What you are asked to do: The answer must restate every entry below word for word.

Record extracts:
..........

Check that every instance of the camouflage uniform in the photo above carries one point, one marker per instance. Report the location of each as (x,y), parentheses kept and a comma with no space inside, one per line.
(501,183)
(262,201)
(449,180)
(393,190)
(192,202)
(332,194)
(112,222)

..........

Answer space:
Check that every instance of the camouflage uniform in the photo above carries one point, one marker per instance. Report the location of each as (x,y), parentheses kept and a comma with no space inside, one per line.
(501,183)
(262,201)
(449,180)
(393,190)
(192,202)
(332,194)
(112,222)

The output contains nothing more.